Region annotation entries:
........
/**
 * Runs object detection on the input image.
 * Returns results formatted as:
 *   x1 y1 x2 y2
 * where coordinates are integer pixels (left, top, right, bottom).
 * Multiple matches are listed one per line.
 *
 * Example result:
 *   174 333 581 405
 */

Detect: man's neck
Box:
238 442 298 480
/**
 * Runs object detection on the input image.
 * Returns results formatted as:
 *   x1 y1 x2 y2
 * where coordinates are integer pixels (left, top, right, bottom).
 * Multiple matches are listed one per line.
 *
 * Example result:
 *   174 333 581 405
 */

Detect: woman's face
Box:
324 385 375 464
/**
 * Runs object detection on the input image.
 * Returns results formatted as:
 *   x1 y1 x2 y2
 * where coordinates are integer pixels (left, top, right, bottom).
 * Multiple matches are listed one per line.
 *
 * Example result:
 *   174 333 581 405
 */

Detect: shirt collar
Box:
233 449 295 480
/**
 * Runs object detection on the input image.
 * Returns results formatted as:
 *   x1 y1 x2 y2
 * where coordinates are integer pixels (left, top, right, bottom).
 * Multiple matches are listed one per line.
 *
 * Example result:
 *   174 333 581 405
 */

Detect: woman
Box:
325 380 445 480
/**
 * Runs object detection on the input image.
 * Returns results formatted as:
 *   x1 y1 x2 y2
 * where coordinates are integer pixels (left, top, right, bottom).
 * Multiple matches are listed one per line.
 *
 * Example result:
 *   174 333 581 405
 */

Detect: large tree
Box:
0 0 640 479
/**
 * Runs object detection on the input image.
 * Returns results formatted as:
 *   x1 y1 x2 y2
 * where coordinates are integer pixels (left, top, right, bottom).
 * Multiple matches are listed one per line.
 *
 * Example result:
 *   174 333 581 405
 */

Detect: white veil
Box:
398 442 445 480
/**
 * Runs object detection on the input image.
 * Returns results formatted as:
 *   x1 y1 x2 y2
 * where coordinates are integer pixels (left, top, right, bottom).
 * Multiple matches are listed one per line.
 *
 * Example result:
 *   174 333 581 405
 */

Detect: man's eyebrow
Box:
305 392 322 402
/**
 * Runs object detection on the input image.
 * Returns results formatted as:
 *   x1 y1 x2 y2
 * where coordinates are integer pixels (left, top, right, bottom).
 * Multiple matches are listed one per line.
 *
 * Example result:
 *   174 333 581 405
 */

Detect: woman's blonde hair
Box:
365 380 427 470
........
Set exercise ::
Report each line in the records that contains the string "woman", and copy every such line in full.

Task response ::
Detect: woman's face
Detect: woman
Detect: woman's blonde hair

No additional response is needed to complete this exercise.